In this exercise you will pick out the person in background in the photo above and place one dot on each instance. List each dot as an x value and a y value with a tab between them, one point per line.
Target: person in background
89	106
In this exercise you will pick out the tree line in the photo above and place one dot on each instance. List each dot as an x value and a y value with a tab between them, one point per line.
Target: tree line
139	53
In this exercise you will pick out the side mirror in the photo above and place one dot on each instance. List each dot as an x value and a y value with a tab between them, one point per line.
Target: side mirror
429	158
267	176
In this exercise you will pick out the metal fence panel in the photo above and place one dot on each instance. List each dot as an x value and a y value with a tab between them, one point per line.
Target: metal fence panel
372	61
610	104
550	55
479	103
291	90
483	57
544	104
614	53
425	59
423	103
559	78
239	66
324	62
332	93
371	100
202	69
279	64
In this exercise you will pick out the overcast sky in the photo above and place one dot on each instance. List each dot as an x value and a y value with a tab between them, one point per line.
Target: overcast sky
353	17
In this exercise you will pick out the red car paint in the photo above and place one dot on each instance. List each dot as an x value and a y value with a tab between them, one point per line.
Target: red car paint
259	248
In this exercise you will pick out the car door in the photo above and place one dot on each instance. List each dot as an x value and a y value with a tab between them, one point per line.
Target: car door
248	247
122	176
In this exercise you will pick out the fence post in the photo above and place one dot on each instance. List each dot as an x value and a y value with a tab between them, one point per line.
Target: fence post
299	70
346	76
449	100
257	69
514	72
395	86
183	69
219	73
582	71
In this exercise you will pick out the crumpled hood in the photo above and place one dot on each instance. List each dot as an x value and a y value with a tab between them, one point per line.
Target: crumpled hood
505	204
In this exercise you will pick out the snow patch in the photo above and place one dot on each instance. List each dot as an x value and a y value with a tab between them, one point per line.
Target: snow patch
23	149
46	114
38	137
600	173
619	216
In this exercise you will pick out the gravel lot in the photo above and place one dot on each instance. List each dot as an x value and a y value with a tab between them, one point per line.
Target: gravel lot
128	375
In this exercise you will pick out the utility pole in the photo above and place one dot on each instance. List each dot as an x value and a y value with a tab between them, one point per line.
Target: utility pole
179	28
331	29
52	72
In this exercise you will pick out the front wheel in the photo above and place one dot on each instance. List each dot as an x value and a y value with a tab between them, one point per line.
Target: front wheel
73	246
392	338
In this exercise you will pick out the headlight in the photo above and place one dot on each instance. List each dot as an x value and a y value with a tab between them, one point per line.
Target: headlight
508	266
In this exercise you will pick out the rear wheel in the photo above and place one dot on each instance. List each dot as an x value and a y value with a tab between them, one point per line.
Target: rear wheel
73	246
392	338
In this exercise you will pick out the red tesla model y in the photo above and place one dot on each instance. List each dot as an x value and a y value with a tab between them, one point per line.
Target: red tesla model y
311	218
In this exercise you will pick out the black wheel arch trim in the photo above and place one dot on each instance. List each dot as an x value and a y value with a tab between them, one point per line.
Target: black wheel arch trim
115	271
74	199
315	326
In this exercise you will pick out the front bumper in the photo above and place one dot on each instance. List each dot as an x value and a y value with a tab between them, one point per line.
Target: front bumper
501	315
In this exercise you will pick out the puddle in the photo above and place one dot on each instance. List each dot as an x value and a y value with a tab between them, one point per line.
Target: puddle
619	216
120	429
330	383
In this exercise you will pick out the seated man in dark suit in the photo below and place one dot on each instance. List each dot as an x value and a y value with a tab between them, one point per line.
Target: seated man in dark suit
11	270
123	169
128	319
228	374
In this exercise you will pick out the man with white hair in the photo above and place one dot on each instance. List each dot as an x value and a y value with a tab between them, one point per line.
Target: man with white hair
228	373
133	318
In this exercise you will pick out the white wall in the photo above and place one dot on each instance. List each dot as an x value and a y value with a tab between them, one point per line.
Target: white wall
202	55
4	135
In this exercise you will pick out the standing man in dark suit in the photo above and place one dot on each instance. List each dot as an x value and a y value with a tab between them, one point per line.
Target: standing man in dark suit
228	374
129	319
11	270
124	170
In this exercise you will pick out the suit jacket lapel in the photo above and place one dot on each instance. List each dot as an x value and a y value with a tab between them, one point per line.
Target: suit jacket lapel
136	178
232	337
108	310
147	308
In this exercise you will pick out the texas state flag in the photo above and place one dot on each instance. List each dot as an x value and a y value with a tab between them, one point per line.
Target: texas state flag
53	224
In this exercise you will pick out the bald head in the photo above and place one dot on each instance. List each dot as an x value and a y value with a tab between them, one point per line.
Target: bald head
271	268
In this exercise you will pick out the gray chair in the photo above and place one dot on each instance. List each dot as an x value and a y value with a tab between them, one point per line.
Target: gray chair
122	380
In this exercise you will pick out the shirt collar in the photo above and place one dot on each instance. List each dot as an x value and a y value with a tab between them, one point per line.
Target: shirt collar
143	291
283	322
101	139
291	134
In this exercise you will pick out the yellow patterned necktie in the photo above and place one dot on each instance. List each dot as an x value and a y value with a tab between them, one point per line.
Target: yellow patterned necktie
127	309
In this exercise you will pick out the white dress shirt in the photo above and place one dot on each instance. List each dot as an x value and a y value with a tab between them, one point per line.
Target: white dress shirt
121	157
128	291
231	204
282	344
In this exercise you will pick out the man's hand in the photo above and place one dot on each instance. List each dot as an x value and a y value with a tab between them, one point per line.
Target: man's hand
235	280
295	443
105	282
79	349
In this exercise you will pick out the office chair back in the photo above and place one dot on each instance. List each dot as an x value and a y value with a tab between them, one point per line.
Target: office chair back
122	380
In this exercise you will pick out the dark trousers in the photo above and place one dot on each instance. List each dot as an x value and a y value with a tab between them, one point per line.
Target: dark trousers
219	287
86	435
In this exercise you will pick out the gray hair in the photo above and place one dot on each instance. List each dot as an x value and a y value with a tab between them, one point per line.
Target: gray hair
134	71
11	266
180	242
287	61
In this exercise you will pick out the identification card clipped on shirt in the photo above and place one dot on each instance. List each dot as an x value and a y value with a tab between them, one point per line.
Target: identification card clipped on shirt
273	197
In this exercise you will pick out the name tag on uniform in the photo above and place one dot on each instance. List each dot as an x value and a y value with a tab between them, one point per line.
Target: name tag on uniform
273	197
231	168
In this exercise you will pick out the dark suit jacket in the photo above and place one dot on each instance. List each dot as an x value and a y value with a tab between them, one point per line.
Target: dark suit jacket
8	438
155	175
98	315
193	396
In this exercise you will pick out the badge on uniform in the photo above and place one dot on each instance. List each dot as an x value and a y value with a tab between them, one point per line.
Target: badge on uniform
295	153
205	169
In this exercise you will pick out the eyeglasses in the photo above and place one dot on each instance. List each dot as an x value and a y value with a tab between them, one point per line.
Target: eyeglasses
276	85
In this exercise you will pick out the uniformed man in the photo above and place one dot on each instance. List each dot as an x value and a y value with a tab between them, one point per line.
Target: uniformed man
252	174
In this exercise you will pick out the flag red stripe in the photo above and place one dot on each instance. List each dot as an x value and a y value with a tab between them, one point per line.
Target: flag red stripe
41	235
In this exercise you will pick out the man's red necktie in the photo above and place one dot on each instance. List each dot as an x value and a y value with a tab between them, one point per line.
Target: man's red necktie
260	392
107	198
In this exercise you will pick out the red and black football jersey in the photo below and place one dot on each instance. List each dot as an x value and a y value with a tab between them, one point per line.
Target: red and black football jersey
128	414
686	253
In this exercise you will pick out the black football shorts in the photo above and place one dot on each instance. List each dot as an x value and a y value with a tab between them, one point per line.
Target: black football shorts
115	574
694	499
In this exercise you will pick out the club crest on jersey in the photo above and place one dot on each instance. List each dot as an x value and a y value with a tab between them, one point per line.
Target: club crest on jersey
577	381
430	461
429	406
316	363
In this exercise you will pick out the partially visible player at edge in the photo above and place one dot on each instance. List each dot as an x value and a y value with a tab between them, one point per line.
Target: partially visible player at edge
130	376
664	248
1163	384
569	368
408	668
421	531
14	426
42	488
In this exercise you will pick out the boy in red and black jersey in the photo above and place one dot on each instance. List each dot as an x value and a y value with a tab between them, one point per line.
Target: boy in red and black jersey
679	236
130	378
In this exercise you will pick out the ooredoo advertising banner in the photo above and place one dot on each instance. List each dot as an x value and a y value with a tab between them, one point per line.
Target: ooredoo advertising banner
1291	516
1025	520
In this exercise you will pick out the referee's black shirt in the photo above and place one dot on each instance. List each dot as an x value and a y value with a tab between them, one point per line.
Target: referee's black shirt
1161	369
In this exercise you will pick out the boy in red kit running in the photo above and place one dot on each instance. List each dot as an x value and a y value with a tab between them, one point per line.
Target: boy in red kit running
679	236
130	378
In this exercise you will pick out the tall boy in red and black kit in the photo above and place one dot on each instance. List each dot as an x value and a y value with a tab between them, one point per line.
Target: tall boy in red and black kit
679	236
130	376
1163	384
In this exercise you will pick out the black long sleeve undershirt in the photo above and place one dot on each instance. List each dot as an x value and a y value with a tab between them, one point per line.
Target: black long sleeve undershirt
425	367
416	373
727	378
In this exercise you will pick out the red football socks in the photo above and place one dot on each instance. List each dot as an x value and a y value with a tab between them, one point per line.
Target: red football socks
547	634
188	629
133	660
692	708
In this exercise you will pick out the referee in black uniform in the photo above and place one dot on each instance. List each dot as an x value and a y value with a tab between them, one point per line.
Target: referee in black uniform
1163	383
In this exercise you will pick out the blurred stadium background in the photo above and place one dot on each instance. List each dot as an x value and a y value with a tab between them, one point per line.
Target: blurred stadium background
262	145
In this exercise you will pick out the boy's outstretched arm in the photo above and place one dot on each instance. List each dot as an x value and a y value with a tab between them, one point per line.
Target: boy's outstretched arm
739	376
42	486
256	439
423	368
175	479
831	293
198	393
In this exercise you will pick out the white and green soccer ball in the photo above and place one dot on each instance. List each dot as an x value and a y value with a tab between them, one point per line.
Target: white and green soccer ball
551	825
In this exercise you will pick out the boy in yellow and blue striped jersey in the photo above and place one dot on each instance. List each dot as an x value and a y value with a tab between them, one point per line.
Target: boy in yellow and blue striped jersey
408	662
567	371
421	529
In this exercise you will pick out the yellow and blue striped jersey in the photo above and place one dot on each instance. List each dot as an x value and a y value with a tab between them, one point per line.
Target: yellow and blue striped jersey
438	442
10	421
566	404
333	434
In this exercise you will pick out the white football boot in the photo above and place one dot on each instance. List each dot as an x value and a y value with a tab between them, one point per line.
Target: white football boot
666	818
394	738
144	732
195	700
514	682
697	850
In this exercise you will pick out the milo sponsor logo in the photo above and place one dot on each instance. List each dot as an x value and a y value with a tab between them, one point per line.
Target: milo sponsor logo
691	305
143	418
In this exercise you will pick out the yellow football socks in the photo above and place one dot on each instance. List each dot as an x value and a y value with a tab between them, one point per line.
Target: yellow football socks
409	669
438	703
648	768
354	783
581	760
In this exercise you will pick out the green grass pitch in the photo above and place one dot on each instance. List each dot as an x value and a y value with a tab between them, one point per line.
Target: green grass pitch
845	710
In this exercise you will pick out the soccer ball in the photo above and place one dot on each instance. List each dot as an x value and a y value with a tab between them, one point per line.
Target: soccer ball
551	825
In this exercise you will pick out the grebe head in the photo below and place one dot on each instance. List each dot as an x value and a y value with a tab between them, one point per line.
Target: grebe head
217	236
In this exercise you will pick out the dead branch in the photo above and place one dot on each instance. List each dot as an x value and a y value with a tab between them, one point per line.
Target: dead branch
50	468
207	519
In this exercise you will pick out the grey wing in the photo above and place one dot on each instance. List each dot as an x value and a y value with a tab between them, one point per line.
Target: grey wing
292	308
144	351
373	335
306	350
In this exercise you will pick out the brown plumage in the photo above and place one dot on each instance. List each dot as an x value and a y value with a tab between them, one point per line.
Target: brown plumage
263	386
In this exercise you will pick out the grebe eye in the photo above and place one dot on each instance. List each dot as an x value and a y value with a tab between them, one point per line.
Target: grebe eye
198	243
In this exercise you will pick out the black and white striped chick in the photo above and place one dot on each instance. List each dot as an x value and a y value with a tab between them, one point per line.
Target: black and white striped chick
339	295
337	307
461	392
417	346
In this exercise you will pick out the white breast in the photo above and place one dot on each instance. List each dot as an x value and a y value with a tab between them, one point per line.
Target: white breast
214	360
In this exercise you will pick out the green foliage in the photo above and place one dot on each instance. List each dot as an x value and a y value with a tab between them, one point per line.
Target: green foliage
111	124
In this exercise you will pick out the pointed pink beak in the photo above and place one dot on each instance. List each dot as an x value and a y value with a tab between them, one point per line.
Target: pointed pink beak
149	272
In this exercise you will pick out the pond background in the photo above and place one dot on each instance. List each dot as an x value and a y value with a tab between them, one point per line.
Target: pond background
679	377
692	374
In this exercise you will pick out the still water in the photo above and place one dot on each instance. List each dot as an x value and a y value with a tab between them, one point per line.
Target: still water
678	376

Required task ▸ Emit verbatim the lines running from the one with "In this exercise you will pick out the pointed" through the last line of the data, both endpoints inclusive.

Response to this exercise ▸
In this exercise you will pick out the pointed pink beak in the photo above and place one dot on each instance. List each dot as an x value and a y value with a tab between them, one point per line.
Target: pointed pink beak
149	272
In this exercise you will pick out the pond background in the photo above and place one dot on each instance. List each dot as an x value and a y value with a tab between them, one point per line.
Target: pond background
679	377
692	374
In this exercise you will pick out the still water in the photo above and place one dot on each instance. List each dot as an x value and a y value with a tab between them, one point per line.
Target: still water
678	376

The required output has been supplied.